Reordering two functions can slow down lld by 1.06 times

Fri Oct 21 07:30:15 PDT 2016

This is sufficiently crazy that I decided to create an easy reproducible.

I uploaded it to https://drive.google.com/open?id=0B7iRtublysV6WmZPZzh5LUpSZUU

I also tested it on a i7-3840QM where the problem reproduces exactly
and on a AMD Opteron(tm) Processor 6380 where the two binaries have
exactly the same performance.

Craig, all that I was able to find about branch prediction alias
problems was a suggestion on the intel optimization manual to align
branch targets, but looks like that is not the problem here. Any idea
if there is anything that can be done to avoid this problem?

Thanks,
Rafael

On 20 October 2016 at 17:09, Rafael Espíndola
<rafael.espindola at gmail.com> wrote:
> I spend most of the day reducing an oddity I noticed while
> benchmarking a small patch.
>
> It turns out that just reordering two adjacent functions can have a
> massive impact on performance. The two binaries are in
>
> https://drive.google.com/open?id=0B7iRtublysV6VW5VVW1na2N1RGM
>
> https://drive.google.com/open?id=0B7iRtublysV6MUJoeGVCRHpXVUU
>
> And the total diff of the objdump is attached.

Data block =

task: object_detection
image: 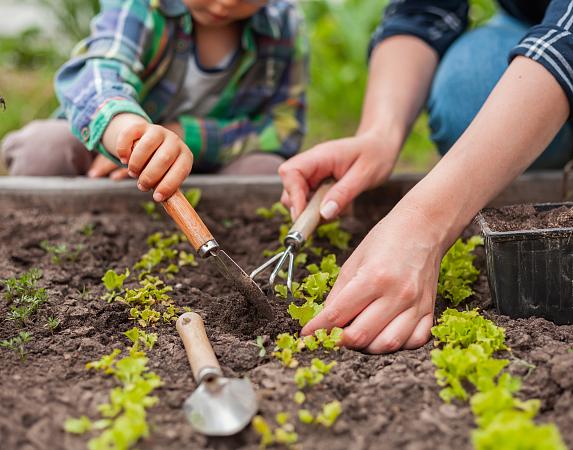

Direction 1 =
Answer these from the mailing-list post about lld slowing down:
(a) On which processor did the two binaries show exactly the same performance?
(b) What did the Intel optimization manual suggest for branch prediction alias problems?
(c) What had the writer spent most of the day doing?
Direction 2 =
Pick up the mailing-list post about reordering two functions in lld from its last line and continue it.
The data was taken from a different source than the text.

Written answer 1 =
(a) An AMD Opteron(tm) Processor 6380.
(b) Aligning branch targets.
(c) Reducing an oddity noticed while benchmarking a small patch.

Written answer 2 =
>
> When linking xul with one of the binaries I get
>
> 98,298,725      branch-misses             #    2.24% of all branches
> 7.206486289 seconds time elapsed
>
> With the other I get
>
> 139,849,372      branch-misses             #    3.18% of all branches
> 7.645573494 seconds time elapsed
>
> Adding enough padding before the function gets the performance back,
> which suggests an aliasing problem in the branch predictor.
>
> The cpu is a E5-2697 (Ivy Bridge). Is anyone familiar with its branch
> predictor and how to avoid hitting these problems?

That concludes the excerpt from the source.